[Information given start]

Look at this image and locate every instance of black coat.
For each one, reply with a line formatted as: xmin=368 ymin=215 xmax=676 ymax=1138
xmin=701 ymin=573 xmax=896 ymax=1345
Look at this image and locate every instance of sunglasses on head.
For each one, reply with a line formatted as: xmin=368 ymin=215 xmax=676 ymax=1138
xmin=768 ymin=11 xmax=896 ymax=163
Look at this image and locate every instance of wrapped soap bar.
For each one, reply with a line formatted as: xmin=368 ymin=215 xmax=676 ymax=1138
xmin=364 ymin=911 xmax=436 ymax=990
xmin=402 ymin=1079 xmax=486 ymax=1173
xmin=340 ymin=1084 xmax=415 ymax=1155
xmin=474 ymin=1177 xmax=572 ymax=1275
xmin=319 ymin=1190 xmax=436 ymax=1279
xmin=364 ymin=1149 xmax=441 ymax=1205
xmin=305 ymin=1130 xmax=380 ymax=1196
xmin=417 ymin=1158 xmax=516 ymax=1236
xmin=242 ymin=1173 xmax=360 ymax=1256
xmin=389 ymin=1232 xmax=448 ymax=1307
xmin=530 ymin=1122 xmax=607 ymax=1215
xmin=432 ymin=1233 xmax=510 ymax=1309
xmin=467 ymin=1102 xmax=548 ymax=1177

[Information given end]

> [Exercise aim]: Change "locate" to "find" everywhere in the data above and leave everything else untouched.

> [In response]:
Look at this image and find every instance of black coat.
For each one, reply with a line formatted as: xmin=368 ymin=215 xmax=676 ymax=1138
xmin=701 ymin=573 xmax=896 ymax=1345
Look at this image and find every instance of sunglasses on head.
For each one, reply with a line formatted as: xmin=368 ymin=215 xmax=676 ymax=1138
xmin=768 ymin=11 xmax=896 ymax=163
Look at this image and find every instance of wrapped soap bar.
For each one, reply with a line formatted as: xmin=368 ymin=215 xmax=676 ymax=1138
xmin=364 ymin=911 xmax=436 ymax=990
xmin=402 ymin=1079 xmax=486 ymax=1173
xmin=340 ymin=1084 xmax=415 ymax=1155
xmin=474 ymin=1177 xmax=572 ymax=1275
xmin=319 ymin=1190 xmax=436 ymax=1279
xmin=364 ymin=1149 xmax=441 ymax=1205
xmin=305 ymin=1130 xmax=380 ymax=1196
xmin=417 ymin=1158 xmax=516 ymax=1236
xmin=242 ymin=1173 xmax=360 ymax=1256
xmin=389 ymin=1232 xmax=448 ymax=1307
xmin=530 ymin=1122 xmax=607 ymax=1215
xmin=432 ymin=1233 xmax=510 ymax=1309
xmin=467 ymin=1102 xmax=548 ymax=1177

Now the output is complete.